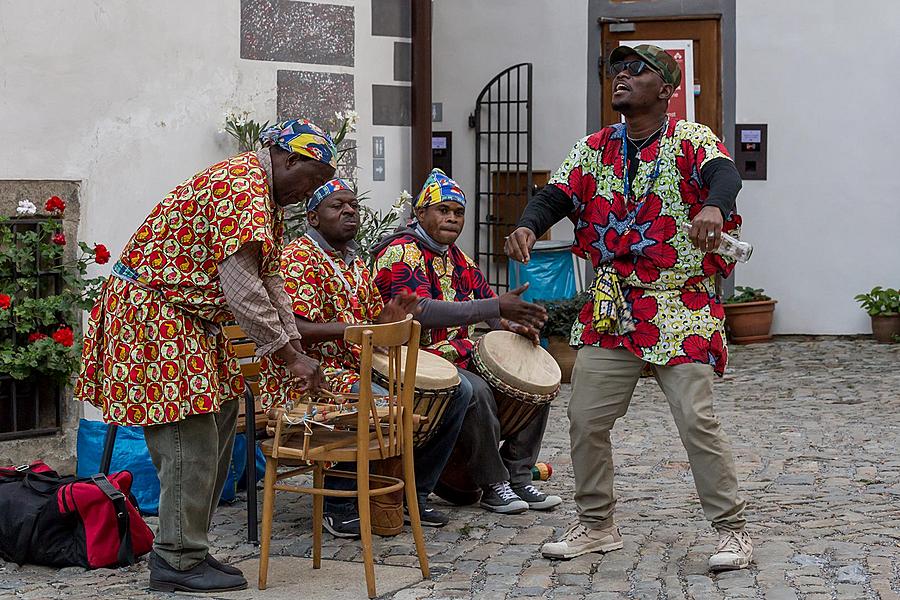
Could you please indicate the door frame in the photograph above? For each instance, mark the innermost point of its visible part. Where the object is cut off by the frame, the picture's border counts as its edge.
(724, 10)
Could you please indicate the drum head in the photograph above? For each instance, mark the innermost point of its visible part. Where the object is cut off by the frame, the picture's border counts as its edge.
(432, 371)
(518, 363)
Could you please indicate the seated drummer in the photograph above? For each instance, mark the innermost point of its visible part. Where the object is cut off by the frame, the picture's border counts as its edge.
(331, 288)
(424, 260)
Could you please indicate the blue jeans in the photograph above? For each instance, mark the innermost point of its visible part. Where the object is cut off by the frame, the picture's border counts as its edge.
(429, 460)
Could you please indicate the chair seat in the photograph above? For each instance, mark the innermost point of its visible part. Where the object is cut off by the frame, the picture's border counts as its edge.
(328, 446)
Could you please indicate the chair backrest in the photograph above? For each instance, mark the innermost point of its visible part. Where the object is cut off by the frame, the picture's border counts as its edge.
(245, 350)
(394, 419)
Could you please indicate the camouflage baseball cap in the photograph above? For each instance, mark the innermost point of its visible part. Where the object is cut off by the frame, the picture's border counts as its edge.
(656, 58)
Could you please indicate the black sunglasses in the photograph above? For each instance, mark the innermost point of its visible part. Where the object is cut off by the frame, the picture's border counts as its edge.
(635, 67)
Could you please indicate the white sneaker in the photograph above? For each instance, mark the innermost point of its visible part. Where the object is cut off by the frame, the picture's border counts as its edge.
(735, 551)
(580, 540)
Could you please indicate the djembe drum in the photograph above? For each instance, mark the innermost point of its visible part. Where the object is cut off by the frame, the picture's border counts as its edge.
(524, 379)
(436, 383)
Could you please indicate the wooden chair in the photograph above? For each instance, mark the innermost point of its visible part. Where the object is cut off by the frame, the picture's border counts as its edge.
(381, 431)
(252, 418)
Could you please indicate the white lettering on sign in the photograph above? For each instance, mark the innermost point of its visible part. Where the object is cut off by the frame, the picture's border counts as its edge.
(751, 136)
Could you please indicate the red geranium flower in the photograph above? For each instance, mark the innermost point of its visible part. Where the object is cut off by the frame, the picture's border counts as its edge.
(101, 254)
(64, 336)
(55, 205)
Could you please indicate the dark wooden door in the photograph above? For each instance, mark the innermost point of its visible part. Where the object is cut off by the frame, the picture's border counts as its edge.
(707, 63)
▬▬▬▬▬▬▬▬▬▬
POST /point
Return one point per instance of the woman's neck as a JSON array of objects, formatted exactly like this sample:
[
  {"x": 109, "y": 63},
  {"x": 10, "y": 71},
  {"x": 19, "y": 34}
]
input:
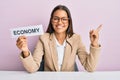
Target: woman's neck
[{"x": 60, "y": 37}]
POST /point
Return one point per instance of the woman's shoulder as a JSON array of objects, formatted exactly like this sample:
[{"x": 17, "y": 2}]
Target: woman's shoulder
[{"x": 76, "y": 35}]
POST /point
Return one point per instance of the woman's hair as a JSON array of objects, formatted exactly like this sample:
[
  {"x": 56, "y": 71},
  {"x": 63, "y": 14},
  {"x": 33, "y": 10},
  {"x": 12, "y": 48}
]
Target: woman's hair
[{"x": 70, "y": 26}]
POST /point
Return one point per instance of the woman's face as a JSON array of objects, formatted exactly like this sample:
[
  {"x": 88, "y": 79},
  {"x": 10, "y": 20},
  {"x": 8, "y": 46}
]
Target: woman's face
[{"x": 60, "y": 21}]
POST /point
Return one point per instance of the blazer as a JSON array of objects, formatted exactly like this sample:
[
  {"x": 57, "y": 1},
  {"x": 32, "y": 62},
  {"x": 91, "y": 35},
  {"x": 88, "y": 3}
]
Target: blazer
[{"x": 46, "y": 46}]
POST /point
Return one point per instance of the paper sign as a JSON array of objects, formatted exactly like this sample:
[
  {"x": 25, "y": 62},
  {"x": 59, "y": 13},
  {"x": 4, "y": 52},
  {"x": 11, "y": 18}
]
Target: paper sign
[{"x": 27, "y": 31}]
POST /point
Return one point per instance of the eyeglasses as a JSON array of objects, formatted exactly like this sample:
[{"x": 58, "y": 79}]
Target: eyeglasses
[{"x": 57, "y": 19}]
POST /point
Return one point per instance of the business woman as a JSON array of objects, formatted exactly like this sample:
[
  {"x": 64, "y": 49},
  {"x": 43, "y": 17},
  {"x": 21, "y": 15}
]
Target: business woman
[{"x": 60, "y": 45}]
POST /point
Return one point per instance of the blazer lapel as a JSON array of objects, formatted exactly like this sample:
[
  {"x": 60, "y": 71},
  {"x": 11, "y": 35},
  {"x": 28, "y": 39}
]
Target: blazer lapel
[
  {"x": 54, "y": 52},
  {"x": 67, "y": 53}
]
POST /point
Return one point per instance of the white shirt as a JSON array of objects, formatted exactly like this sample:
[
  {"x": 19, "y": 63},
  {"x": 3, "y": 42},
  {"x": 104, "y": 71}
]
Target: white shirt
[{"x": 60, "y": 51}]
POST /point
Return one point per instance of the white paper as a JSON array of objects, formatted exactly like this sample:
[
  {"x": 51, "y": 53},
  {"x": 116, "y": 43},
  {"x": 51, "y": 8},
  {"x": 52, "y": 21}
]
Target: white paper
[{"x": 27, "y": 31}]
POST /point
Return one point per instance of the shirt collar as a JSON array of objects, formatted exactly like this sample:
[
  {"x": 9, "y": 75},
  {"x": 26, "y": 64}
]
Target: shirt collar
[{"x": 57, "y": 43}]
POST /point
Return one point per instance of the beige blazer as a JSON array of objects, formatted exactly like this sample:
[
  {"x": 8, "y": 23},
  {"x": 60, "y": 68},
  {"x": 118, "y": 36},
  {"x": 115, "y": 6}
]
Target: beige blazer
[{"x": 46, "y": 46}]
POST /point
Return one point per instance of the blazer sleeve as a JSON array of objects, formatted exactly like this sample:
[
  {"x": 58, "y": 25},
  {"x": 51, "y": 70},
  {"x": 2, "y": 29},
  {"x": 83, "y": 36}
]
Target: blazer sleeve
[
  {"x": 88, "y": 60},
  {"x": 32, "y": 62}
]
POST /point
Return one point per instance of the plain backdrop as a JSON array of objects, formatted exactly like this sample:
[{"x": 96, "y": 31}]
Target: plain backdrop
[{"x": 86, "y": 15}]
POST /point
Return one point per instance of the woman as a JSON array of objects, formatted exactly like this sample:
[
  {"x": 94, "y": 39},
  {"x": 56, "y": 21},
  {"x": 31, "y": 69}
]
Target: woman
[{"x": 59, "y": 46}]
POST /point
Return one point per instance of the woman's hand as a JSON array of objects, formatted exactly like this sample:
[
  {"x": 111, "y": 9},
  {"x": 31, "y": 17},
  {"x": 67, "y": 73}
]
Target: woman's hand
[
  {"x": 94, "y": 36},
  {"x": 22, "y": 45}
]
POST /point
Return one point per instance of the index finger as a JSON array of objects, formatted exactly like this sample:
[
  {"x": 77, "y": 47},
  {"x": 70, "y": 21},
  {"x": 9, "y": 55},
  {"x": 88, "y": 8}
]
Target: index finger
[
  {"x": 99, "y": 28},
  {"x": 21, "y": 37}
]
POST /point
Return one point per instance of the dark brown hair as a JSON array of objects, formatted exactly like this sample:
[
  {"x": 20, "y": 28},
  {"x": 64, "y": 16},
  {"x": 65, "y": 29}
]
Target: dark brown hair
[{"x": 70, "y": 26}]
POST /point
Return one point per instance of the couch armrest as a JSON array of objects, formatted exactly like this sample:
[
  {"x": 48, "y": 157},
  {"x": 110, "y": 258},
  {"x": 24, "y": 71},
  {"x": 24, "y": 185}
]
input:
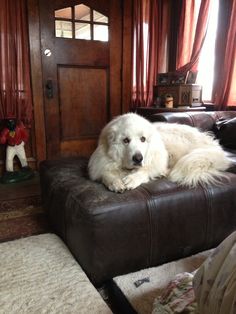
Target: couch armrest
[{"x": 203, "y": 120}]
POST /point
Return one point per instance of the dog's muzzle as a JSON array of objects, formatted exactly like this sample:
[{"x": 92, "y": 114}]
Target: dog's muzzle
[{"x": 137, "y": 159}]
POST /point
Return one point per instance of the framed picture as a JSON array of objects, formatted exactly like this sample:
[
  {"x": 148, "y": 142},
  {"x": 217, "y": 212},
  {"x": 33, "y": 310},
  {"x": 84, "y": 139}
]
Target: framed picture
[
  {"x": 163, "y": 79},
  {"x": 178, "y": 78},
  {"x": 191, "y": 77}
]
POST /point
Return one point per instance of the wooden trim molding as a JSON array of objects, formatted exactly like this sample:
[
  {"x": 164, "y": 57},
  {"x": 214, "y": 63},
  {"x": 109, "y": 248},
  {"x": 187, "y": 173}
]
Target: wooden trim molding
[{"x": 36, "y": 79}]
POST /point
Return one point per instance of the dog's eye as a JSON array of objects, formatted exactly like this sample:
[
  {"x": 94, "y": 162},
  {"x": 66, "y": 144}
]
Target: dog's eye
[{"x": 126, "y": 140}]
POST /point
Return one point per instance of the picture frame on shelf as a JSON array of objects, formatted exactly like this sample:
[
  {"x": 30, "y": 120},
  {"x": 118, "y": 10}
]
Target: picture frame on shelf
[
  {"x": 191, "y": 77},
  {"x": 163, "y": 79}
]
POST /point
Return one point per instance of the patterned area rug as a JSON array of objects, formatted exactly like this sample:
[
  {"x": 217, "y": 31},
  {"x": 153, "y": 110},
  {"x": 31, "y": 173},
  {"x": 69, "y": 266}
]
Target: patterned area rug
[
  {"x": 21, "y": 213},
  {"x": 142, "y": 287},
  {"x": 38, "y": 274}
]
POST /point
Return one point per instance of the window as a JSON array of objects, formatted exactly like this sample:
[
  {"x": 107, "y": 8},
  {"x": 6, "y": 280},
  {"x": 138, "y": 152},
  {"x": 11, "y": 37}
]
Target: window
▬▬▬▬▬▬▬▬▬▬
## Problem to solve
Return each line from the rows above that contains the string "sleeve".

## Solution for this problem
Return one point per instance of the blazer sleeve as a JSON array of objects, formatted exactly like this sample:
Target: blazer sleeve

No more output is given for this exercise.